* CONSIGNAS DEL EJERCICIO:
(A) Por favor, transcribe del texto sobre actores hispanos el fragmento comprendido entre "Un actor hispano" y "al mejor tragediante.", ambos incluidos.
(B) Según el texto sobre actores hispanos, ¿por qué afirma Anthony Quinn que él puede ser Picasso? Responde en una a tres oraciones.
(C) Enumera todas las personas nombradas en el texto sobre actores hispanos, sin contar el personaje de Cyrano.

Tuve que interrumpirlo. «Tony», le dije, «yo no soy mexicano, yo soy cubano». «Cubanos, mexicanos», me aclaró. «Todos somos lo mismo. ¿Por qué crees tú que yo puedo ser Picasso? ¿Porque soy un mal pintor? No, porque puedo ser tan español como él». La única nota falsa de este diálogo es que Anthony Quinn no es un mal pintor —tampoco lo cree él. Pero es un actor superbo que no sólo ha ganado todos los honores y mucho más dinero y ha hecho de su oficio un arte del siglo XX. Hay que agradecer a Hollywood que lo haya formado sin haberlo deformado, como hay que estar orgulloso de que Quinn exista.

Un actor hispano que fue de Broadway a Hollywood y de ahí a la fama internacional fue José Ferrer (no confundirlo con Mel Ferrer, hijo de cubanos y cuyo mérito mayor para la fama es haberse casado con la bella, grácil y siempre elegante Audrey Hepburn). José Ferrer nació en Puerto Rico pero su inglés, culto y perfecto, lo preparó para los más diversos roles. Su gran momento ocurrió en 1950 cuando interpretó —no, cuando fue— Cyrano en Cyrano de Bergerac. Si ustedes creen que Gérard Depardieu estaba excelente en su Cyrano (que lo estaba) es que no han visto —y oído— a José Ferrer. Ferrer hizo de la desventaja de decir los versos de Edmond Rostand traducidos al inglés una ventaja histriónica. No por gusto ganó ese año el Oscar al mejor actor que debió darse al mejor tragediante.

* MATERIAL PROPORCIONADO:
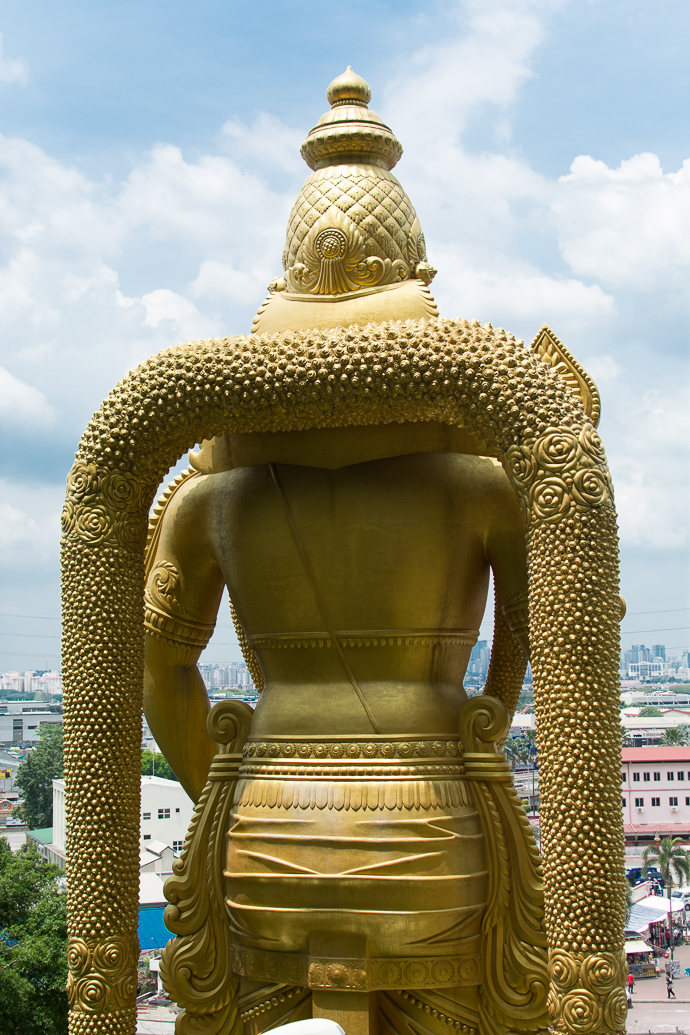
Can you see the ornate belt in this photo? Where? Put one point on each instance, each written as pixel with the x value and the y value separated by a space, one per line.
pixel 366 638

* SOLUCIONES:
(A)
Un actor hispano que fue de Broadway a Hollywood y de ahí a la fama internacional fue José Ferrer (no confundirlo con Mel Ferrer, hijo de cubanos y cuyo mérito mayor para la fama es haberse casado con la bella, grácil y siempre elegante Audrey Hepburn). José Ferrer nació en Puerto Rico pero su inglés, culto y perfecto, lo preparó para los más diversos roles. Su gran momento ocurrió en 1950 cuando interpretó —no, cuando fue— Cyrano en Cyrano de Bergerac. Si ustedes creen que Gérard Depardieu estaba excelente en su Cyrano (que lo estaba) es que no han visto —y oído— a José Ferrer. Ferrer hizo de la desventaja de decir los versos de Edmond Rostand traducidos al inglés una ventaja histriónica. No por gusto ganó ese año el Oscar al mejor actor que debió darse al mejor tragediante.

(B) Quinn afirma que puede ser Picasso no por ser un mal pintor, sino porque puede ser tan español como él. Lo dice tras aclarar que cubanos y mexicanos son todos lo mismo.

(C)
- Anthony Quinn
- Picasso
- José Ferrer
- Mel Ferrer
- Audrey Hepburn
- Gérard Depardieu
- Edmond Rostand